Using agile in a startup

Posted on April 24, 2016

This post is a follow-up to my previous post on designing an application in Haskell and part of a series of post I intend to write that reflect on my experience as CTO of Haskell-based startup. Whereas the previous post was very technical, focusing on what we built, this one focuses on how we built it: Processes, methods and tools we used, how the team was built and how it interacts on a daily basis, which problems we encountered and how we solved them (or not)… As before I have tried to be as honest as possible, highlighting both what worked and what did not work so well.

Coming from an Agile background it is no surprise that I consciously tried to reuse the knowledge and tools I knew from previous implementations of Scrum, eXtreme Programming or Kanban. One of the lesson learned during the past year is that Agile needs some serious overhauling to be applied within a startup setting, even more so when the team is distributed. In the conclusion I try to draw on this experience to hint at some trails I would like to explore in the future.

A Bit of Context

I started working on Capital Match at the end of August 2014. The first commit in the git repository of the application is dated on Wednesday, 20th of August 2014. I worked in the background for a couple of months, mostly to setup the infrastructure, flex my muscles on Haskell, explore the business domain space.

I met physically my co-founder in October. At that time I was still working alone but I already had a working solution that was deployed and “usable”, for some definition of usable. Willem van den Ende joined me to develop the application to production stage at the end of October and brought with him lot of XP and DevOps experience. We were joined by another developer at the beginning of March but this employment lasted only a month.

We went live on the 20th of March, one month after the initial target set in December. The tech team is now 4 people, including me, all of which are mainly developers. We do not have a dedicated operations team and the tech team is responsible for both developing new features and maintaining the application in good operational conditions.

Planning

Project Planning

We started using taiga.io from November to plan the go-live, first without then with spring planning. It was a good thing to explain to non-tech people we can deliver so much in a period. We quickly settled on 1 week sprints and it took us a while to get to some form of regularity and cadence, never really get to smooth release and meaningful Story Points values. A month or so after go-live we switched to a kanban style process which is not really well supported by taiga.

It seems people are having a hard time understanding SP, and when they understand they start trying to game it and discuss evaluations. It fairly quickly gets back to “when will it be done?” and “can’t we really do it faster?” and “what if we did XX?” questions… Smart people used to work with figures are prone to get to the conclusion figures are acutally measuring output and value and then we will use those figures to measure success.

We dropped formal estimates, even before golive: what’s done is done, when it is not done it is not done. In order to cope with unrealistic expectations and requirements we strived hard to make everything visible, deploy very quickly and allow people to test easily, work in baby steps… in other words reduce the length of the feedback loop. We don’t provide estimates anymore, and people don’t ask for them, except in very broad terms for high-level features which we (I) estimate as S/M/L or some combination thereof.

People also had a hard time using taiga (and I am not sure it would have been better with any other tool…): Response is a bit slow, most of the things don’t make sense for them, they don’t follow really tickets and comments on them… nor do they care much about tracking SPs progress.

So we finally switched to using plain trello:

We currently use 2 boards:

Product Development

I wrote a “walking skeleton” in a month or so, starting from initial idea, while my partner was sorting out the business side of things and trying to find seed investors in the project. This walking skeleton was, well, very skeletal, being able to handle only very basic scenario: register borrower/investor, create new simple, loan, commit funding to loan then accept loan.

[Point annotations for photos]
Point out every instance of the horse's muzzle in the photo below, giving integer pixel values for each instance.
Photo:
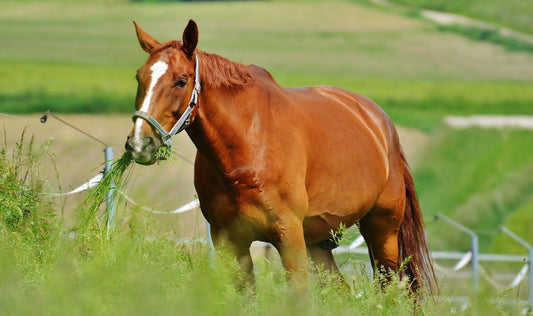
(142, 150)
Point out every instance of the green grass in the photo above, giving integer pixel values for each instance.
(514, 14)
(81, 57)
(130, 274)
(478, 177)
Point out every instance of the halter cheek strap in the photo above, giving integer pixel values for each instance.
(185, 119)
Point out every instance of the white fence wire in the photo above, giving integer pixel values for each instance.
(355, 247)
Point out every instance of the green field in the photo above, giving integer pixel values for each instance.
(81, 57)
(514, 14)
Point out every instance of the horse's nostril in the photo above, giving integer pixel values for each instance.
(149, 141)
(127, 146)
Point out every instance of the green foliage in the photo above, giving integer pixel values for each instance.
(23, 210)
(490, 35)
(478, 177)
(514, 14)
(89, 209)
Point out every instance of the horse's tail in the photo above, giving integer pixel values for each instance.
(412, 240)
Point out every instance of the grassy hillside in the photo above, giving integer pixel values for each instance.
(80, 57)
(513, 14)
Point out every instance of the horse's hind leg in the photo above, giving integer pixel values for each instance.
(322, 258)
(380, 229)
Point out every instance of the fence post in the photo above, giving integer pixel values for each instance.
(474, 245)
(110, 203)
(529, 263)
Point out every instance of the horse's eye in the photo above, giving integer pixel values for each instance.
(182, 82)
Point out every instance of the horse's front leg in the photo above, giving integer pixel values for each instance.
(222, 240)
(291, 247)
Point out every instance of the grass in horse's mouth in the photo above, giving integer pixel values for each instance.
(115, 178)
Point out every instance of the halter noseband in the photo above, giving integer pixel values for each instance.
(183, 122)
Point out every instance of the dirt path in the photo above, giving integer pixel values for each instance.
(490, 121)
(445, 18)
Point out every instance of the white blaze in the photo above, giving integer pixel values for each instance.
(158, 70)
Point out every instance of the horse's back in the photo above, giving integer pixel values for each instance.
(349, 142)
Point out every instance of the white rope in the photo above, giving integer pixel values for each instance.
(96, 179)
(357, 242)
(84, 187)
(514, 283)
(458, 266)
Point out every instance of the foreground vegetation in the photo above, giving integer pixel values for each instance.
(80, 57)
(49, 268)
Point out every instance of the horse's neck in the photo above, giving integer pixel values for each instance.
(222, 128)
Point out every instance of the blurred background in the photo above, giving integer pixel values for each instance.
(78, 59)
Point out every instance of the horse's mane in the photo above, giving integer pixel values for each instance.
(219, 72)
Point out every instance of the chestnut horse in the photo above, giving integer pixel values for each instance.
(285, 166)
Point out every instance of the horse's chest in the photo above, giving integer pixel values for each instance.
(240, 198)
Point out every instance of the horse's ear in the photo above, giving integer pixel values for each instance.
(190, 38)
(147, 42)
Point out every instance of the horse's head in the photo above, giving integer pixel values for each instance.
(167, 91)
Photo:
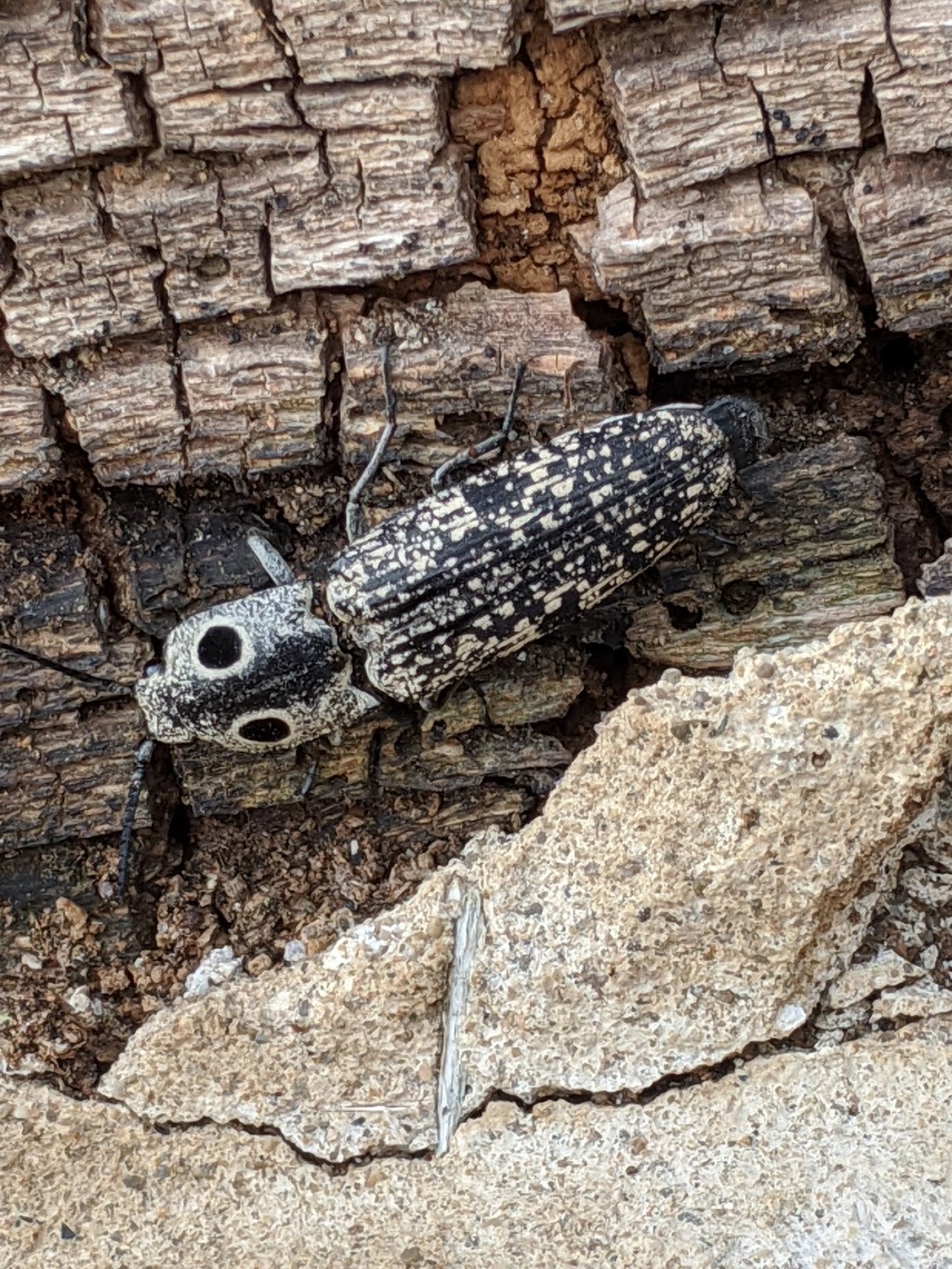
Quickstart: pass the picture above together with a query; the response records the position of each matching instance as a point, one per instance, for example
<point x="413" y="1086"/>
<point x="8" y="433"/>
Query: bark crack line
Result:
<point x="607" y="1098"/>
<point x="170" y="329"/>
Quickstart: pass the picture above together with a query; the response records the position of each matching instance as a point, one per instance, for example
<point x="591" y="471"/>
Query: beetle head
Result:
<point x="258" y="673"/>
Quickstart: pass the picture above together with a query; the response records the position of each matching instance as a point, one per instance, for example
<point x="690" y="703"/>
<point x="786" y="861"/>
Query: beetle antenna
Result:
<point x="83" y="675"/>
<point x="354" y="519"/>
<point x="143" y="754"/>
<point x="271" y="559"/>
<point x="490" y="444"/>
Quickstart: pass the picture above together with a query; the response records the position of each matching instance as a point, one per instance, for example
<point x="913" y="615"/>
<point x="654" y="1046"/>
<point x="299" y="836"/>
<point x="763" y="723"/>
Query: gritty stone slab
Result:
<point x="701" y="875"/>
<point x="836" y="1158"/>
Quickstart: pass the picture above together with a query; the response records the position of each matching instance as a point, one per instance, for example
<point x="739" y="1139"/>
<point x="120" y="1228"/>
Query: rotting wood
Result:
<point x="384" y="197"/>
<point x="457" y="357"/>
<point x="816" y="552"/>
<point x="737" y="271"/>
<point x="424" y="38"/>
<point x="56" y="108"/>
<point x="63" y="759"/>
<point x="194" y="237"/>
<point x="73" y="282"/>
<point x="902" y="212"/>
<point x="28" y="451"/>
<point x="681" y="119"/>
<point x="916" y="100"/>
<point x="813" y="551"/>
<point x="567" y="14"/>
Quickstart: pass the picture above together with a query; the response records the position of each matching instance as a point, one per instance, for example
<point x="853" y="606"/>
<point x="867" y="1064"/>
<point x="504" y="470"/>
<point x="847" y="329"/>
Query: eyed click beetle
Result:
<point x="471" y="574"/>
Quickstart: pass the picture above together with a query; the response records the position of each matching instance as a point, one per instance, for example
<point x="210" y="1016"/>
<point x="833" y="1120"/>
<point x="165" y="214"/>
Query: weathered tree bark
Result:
<point x="212" y="218"/>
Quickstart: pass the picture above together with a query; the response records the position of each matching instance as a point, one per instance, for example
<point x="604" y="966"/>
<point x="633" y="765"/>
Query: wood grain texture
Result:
<point x="28" y="451"/>
<point x="902" y="212"/>
<point x="457" y="357"/>
<point x="680" y="118"/>
<point x="390" y="38"/>
<point x="65" y="747"/>
<point x="106" y="256"/>
<point x="916" y="96"/>
<point x="218" y="75"/>
<point x="567" y="14"/>
<point x="698" y="96"/>
<point x="737" y="271"/>
<point x="59" y="108"/>
<point x="75" y="282"/>
<point x="121" y="406"/>
<point x="256" y="391"/>
<point x="816" y="552"/>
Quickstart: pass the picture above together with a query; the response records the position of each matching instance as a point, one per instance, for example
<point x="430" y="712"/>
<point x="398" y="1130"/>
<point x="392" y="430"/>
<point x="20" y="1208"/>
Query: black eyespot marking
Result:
<point x="219" y="647"/>
<point x="266" y="730"/>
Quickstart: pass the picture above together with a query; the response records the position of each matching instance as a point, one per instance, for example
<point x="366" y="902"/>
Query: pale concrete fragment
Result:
<point x="886" y="970"/>
<point x="836" y="1158"/>
<point x="388" y="38"/>
<point x="916" y="97"/>
<point x="735" y="271"/>
<point x="902" y="212"/>
<point x="918" y="1000"/>
<point x="695" y="880"/>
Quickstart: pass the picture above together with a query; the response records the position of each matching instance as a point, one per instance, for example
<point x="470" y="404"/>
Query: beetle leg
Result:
<point x="354" y="518"/>
<point x="492" y="444"/>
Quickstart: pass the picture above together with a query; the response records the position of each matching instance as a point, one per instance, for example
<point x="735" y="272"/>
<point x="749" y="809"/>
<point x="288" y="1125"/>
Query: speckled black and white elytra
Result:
<point x="469" y="575"/>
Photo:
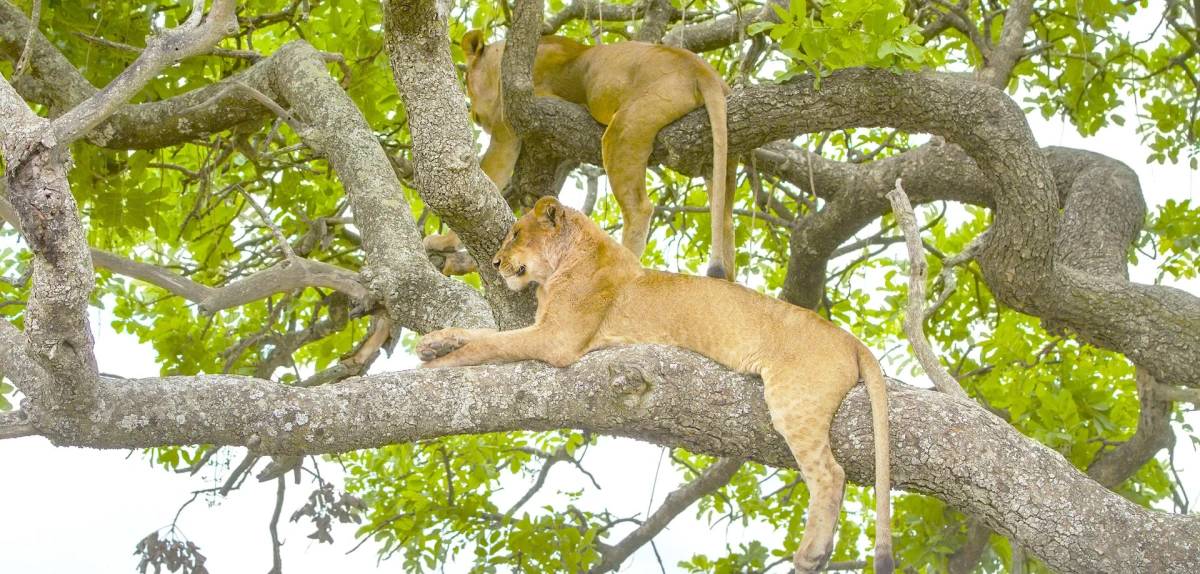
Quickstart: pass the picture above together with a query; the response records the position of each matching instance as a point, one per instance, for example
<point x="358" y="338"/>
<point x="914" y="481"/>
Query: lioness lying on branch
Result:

**WHAT YOU NEED TO DO:**
a. Which lines of the entries contain the string "head"? Show every one of them, treating case as significant.
b. How does the post on using agile in a startup go on? Write what follows its last sentence.

**EXERCISE ANSWERS:**
a.
Point out every instance of the horse's head in the photo above, giving integer pixel values for each instance.
Query: beetle head

b.
When go live started to come close, business people got scared and wanted to go into command and control mode, and wanted to go into the following process:

I used the initial provided design documet to slice everything into small stories with estimates and put that into Taiga, then we started working on it following the aforementioned process. After 1-2 weeks it became obvious to everybody we would not be able to deliver everything that has been designed in excruciating details, because we simply could not code fast enough. Something like about 40-50% only of the designed features were actually shipped on go-live. Hence we reverted to priority-based scheduling and Dimensional planning with one week sprints and a target release date.

At some early stage I tried to use Story mapping, maintaining a map of the software’s features using MindMup a hosted mind-mapping application:

A fragment of Capital Match’s Story Map

A fragment of Capital Match’s Story Map

The idea was that we would represent the whole process in a map, distinguishing manual/automated parts and filling the leaves with actually available features. However this did not gel and people never get accustomed to use that representation of the software, so I quickly stopped maintaining it.

Programming Practices

Pair Programming

We started doing remote pairing with Willem and we still try to do it on a regular basis. Remote pairing works really fine if the network has no hiccup. We have the following simple setting:

I really like pair programming but I found its remote version is more exhausting than its face to face counterpart. It requires more focus and engagement because it is very easy to get distracted as your partner is not there to snoop over your shoulder and see you are actually browsing your emails or twitter. And the lower fidelity communication requires even more focus. However we found that timezone differences forced us to make something like Deferred Pairing: I start some work in France, using slack as a stream of consciousness, pushing code to github repository, then I go to sleep. In the middle of the night someone in Asia picks up where I left code and continue working on it till we manage to have some time overlap. Then we can pair for a couple of hours if needed, and restart the whole cycle.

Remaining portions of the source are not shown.